Records of labeled points:
▬▬▬▬▬▬▬▬▬▬
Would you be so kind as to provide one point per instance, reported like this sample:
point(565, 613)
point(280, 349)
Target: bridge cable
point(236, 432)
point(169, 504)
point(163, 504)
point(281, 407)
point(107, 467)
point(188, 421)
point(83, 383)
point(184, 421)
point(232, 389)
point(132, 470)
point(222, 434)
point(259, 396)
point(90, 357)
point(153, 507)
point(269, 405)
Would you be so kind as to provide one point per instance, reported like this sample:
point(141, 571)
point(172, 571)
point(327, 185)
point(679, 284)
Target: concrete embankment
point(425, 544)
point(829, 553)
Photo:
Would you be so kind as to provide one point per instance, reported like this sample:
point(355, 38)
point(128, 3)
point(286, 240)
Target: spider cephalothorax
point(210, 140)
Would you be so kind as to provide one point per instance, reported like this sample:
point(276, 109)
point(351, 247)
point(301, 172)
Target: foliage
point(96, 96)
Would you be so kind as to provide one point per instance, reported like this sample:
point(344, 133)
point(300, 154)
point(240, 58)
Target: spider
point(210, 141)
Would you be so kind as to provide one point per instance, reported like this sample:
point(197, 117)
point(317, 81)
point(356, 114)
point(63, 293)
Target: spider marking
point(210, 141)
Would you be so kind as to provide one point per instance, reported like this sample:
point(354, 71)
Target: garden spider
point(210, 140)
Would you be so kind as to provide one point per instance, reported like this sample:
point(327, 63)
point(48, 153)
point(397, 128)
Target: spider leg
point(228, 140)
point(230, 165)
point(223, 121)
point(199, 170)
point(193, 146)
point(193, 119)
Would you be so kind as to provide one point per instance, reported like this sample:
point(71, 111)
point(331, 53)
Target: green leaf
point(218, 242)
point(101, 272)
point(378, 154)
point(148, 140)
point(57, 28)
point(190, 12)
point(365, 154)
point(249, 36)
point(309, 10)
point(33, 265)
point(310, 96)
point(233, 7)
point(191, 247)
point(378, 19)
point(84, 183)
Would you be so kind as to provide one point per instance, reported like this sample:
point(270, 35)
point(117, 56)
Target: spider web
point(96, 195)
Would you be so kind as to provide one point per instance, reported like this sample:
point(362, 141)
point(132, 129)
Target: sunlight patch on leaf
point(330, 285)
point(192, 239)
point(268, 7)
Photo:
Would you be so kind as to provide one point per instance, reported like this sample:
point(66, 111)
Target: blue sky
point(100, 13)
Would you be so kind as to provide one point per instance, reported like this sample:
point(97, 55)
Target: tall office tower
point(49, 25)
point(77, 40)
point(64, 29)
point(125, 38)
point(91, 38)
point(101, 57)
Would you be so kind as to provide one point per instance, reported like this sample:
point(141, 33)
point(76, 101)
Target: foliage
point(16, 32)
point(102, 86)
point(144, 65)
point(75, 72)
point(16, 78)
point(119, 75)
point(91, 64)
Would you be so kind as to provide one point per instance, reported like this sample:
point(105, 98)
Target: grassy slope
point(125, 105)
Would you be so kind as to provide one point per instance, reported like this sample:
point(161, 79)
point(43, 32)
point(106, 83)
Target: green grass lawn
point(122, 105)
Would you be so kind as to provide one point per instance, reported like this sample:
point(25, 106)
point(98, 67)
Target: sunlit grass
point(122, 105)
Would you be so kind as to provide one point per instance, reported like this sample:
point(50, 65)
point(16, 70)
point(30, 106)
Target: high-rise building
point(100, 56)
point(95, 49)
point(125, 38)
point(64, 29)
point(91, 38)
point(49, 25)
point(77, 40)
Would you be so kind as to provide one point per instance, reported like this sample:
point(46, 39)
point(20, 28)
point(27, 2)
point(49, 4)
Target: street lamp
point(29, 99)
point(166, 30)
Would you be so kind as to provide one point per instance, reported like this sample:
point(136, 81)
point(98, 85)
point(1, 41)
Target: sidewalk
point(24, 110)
▬▬▬▬▬▬▬▬▬▬
**Task requirements**
Extract all of the data shown above and repeat it verbatim.

**Solved exercise**
Would you be so kind as to provide one point per instance, reported like this sample:
point(565, 613)
point(280, 349)
Target: bridge cable
point(236, 432)
point(169, 504)
point(163, 504)
point(281, 407)
point(107, 467)
point(188, 421)
point(83, 383)
point(184, 421)
point(232, 389)
point(132, 470)
point(222, 434)
point(259, 396)
point(90, 357)
point(153, 507)
point(269, 405)
Would you be so kind as to provide one point per instance, reported like this sample:
point(141, 571)
point(172, 571)
point(327, 185)
point(679, 284)
Target: concrete embankment
point(425, 544)
point(829, 553)
Photo:
Would you be so kind as to provide one point per instance, reported like this sample:
point(355, 38)
point(128, 3)
point(286, 240)
Target: spider cephalothorax
point(210, 140)
Would you be so kind as to provide one point per instance, reported like this sample:
point(276, 109)
point(351, 247)
point(301, 172)
Target: foliage
point(96, 96)
Would you be so kind as to provide one point per instance, reported like this sample:
point(344, 133)
point(300, 154)
point(240, 58)
Target: spider
point(210, 141)
Would you be so kind as to provide one point per instance, reported like this sample:
point(197, 117)
point(317, 81)
point(356, 114)
point(63, 293)
Target: spider marking
point(210, 141)
Would you be so kind as to provide one point per instance, reported like this sample:
point(354, 71)
Target: garden spider
point(210, 140)
Would you be so kind as to provide one point per instance, reported like this sample:
point(327, 63)
point(48, 153)
point(397, 128)
Target: spider leg
point(228, 140)
point(230, 165)
point(223, 121)
point(199, 170)
point(193, 146)
point(193, 119)
Would you be so kind as to provide one point per instance, reported like this sample:
point(71, 111)
point(331, 53)
Target: green leaf
point(218, 242)
point(101, 272)
point(378, 154)
point(148, 140)
point(57, 28)
point(190, 12)
point(365, 154)
point(249, 36)
point(309, 10)
point(33, 265)
point(310, 96)
point(233, 7)
point(191, 247)
point(378, 19)
point(84, 183)
Would you be so kind as to provide one point per instance, reported like this sample:
point(270, 35)
point(117, 56)
Target: spider web
point(96, 195)
Would you be so kind as to provide one point per instance, reported like this sample:
point(362, 141)
point(132, 129)
Target: sunlight patch on leaf
point(330, 285)
point(192, 239)
point(268, 7)
Photo:
Would you be so kind as to provide one point per instance, reported like this sample:
point(66, 111)
Target: blue sky
point(100, 13)
Would you be so kind as to provide one point per instance, reported like this sample:
point(97, 55)
Target: tall office tower
point(49, 25)
point(77, 40)
point(64, 29)
point(125, 38)
point(91, 38)
point(101, 57)
Would you be so kind as to provide one point per instance, reported like this sample:
point(141, 33)
point(76, 101)
Target: foliage
point(16, 32)
point(102, 86)
point(144, 65)
point(75, 72)
point(16, 78)
point(119, 75)
point(91, 64)
Would you be so kind as to provide one point per instance, reported like this sample:
point(105, 98)
Target: grassy slope
point(125, 105)
Would you be so kind as to provide one point per instance, reported like this sample:
point(161, 79)
point(43, 32)
point(106, 83)
Target: green grass lawn
point(122, 105)
Would you be so kind as to provide one point per instance, reported like this sample:
point(25, 106)
point(98, 67)
Target: sunlit grass
point(122, 105)
Would you be so kind as to provide one point per instance, reported like this sample:
point(50, 65)
point(16, 70)
point(30, 106)
Target: high-rise building
point(100, 56)
point(95, 49)
point(125, 38)
point(64, 29)
point(91, 38)
point(49, 25)
point(77, 40)
Would you be so kind as to provide one point per instance, reported like this sample:
point(46, 39)
point(20, 28)
point(27, 2)
point(49, 4)
Target: street lamp
point(29, 99)
point(166, 30)
Would you be so kind as to provide one point per instance, reported like this sample:
point(136, 81)
point(98, 85)
point(1, 41)
Target: sidewalk
point(24, 110)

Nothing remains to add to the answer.